Copy verbatim the lines between the one holding "the white soccer" and the one holding "[(672, 780), (107, 766)]", inclusive, and nothing else.

━━ PROVIDED ENTRIES ━━

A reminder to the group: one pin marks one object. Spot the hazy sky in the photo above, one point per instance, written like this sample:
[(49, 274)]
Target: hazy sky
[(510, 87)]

━━━
━━ PROVIDED ENTRIES ━━

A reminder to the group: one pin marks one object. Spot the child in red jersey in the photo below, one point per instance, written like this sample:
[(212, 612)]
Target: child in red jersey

━━━
━━ PROVIDED ENTRIES ━━

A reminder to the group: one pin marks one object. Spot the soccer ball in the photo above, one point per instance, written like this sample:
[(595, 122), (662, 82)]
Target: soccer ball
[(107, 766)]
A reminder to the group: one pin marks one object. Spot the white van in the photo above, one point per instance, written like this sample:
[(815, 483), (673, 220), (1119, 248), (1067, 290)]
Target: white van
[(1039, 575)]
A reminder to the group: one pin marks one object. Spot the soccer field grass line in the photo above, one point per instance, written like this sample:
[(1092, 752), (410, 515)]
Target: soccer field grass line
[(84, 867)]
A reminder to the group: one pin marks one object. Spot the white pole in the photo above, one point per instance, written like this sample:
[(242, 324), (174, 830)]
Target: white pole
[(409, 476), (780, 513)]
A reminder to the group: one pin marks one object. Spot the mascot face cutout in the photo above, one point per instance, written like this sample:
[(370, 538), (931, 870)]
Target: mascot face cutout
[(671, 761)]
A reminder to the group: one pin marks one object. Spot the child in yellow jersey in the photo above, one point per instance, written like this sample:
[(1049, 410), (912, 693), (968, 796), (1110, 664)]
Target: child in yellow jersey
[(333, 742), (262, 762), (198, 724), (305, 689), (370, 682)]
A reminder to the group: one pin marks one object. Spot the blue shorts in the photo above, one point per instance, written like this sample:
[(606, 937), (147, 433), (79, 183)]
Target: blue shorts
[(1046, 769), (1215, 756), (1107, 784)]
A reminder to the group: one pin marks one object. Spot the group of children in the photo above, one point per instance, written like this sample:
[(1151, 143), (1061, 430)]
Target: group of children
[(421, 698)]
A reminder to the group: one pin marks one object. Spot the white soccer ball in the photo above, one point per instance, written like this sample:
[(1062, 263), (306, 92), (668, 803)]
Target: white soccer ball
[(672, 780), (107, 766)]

━━━

◆ FULL RESPONSE
A reminder to the group: one pin marks one object. Spot the white soccer ball in the photo above, one point per instance, written like this sample:
[(1062, 263), (306, 92), (668, 803)]
Target: white soccer ball
[(672, 780), (107, 766)]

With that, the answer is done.